--- Görev 1 ---
Aşağıdaki satırlar arasında "insignia" dizesini barındıranları bulun ve her birini aynen aktarın; büyük-küçük harf ayrımı gözetilmelidir.

SERHAT ŞEHRİ EDİRNE BİZİ ÇOK ŞAŞIRTTI!..

İşte bu şanlı, tatlı ve acı hatıralarla dolu tarihimizin yazıldığı kadîm beldeyi, diğer bir ifadeyle Fatih’in fethetmek için geldiği İstanbul’dan Edirne’ye doğru 234 kilometrelik yolu katediyoruz...

Beklentimiz yüksek... Fakat son sayımlara göre merkez nüfusu 194 bin 991 (Keşan, Uzunköprü, İpsala, Havsa, Meriç, Enez, Süloğlu, Lalapaşa ilçeleriyle beraber 419 bin 913) olan şehre girerken bir taşrayı andıran görüntülerle karşılaşıyoruz...

“Kuruluş Destanı”nın yazılışının, İstanbul’a ve dahi daha batıya akınların düzenlenerek seferlerin zafere dönüşmesinin mihenk taşı Edirne hikâyesinin gerisinde tipik bir Anadolu beldesi görüntüsü eşliğinde büyük bir şaşkınlık yaşıyoruz.

ULU MÂBED BÜTÜN İHTİŞAMIYLA KARŞIMIZDA...

Kaldırımlara yayılmış çay ocaklarında keyif çatanların bakışları arasında cadde mi, sokak mı belli olmayan yollarından şehrin kalbine ilerlerken ulu bir mâbed çıkıyor karşımıza...

UNESCO Dünya Mirası Listesi’ndeki bu güzel eser bütün şehri etrafına toplamış, kendine hayran hayran baktırıyor... Mâziden âtîye ne varsa hepsini aktarıyor.

Sinan’ı Koca Sinan yapan bu şaheserin Sinan’dan öte bir de dillere destan hikâyesi(*) var... Minarelerinin hikâyesi bir başka, kubbelerininki bir başka; çinilerininki bir başka, akustiğininki daha bir başka; okunan ezanların semada yankılanışı bir başka, mâbedin içinde mâkes bulması daha da bir başka...

Vakıflar Genel Müdürlüğü’nün 2021’in Kasım ayında başlattığı restorasyon çalışması içeriye ve dışarıya kurulan devasa iskelelerle ziyaretçileri hayal kırıklığına uğratsa da, ulu mâbed yeni yüzünü göstermek için gün sayıyor... İstiklâl ve İstikbâl şairimiz Âkif’in, Sinan’ın kalfalık eseri için ifade ettiği, “Hadi gel yıkalım şu Süleymaniye’yi desen, / İki kazma kürek, iki de ırgat gerek. / Ancak, hadi gel yapalım şunu geri desen, / Bir Sinan, bir de Süleyman gerek” dizeleri kendini burada da hatırlatıyor. Kubbelerde büyük bir ilerleme katedilirken, zemin çalışmaları hazırlanan projelerle hayata geçirilmek için iskelelerin sökülmesini bekliyor. Allâhû a’lem, sadece Edirne’nin değil, İslâmlığın ve insanlığın simgesel başyapıtı Selimiye Camii'nin bin aydan daha hayırlı Kadir Gecesi’nde besmelelerle, hamdelelerle, selvelelelerle, şükrün en veciz ifadesi dualarla, birbirine karışan âminlerle açılacağı tahmin ediliyor.

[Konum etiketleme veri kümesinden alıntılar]
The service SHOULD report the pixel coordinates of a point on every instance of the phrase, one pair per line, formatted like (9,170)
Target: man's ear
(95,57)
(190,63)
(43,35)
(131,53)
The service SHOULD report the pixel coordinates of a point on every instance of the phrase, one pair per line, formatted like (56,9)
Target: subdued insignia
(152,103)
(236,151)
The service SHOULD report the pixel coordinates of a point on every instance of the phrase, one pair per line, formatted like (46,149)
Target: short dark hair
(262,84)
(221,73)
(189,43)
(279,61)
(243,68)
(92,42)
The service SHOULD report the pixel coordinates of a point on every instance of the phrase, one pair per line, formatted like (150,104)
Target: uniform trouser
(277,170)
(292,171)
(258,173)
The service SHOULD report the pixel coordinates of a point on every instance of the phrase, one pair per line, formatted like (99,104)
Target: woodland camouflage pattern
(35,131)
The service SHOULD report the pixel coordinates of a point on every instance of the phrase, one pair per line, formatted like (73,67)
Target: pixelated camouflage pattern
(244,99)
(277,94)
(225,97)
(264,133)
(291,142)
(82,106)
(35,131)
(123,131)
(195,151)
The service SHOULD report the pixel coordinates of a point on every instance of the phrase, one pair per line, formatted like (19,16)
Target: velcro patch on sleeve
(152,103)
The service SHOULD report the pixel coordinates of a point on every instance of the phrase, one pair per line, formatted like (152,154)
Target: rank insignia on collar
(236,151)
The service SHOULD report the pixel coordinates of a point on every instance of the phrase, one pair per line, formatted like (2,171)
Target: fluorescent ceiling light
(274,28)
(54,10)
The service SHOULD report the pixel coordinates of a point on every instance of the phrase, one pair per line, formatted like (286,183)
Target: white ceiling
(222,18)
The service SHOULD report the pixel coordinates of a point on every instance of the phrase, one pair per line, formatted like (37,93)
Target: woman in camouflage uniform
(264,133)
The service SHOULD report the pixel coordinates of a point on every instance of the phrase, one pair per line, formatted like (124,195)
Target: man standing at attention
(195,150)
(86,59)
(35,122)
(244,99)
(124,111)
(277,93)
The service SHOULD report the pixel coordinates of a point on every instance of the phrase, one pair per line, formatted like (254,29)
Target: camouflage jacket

--- Görev 2 ---
Edirne hakkındaki metinde adı geçen, Edirne'ye bağlı ilçelerin tamamını sıralayınız.

--- Tam Cevap 1 ---
Target: subdued insignia
Target: rank insignia on collar

--- Tam Cevap 2 ---
Keşan
Uzunköprü
İpsala
Havsa
Meriç
Enez
Süloğlu
Lalapaşa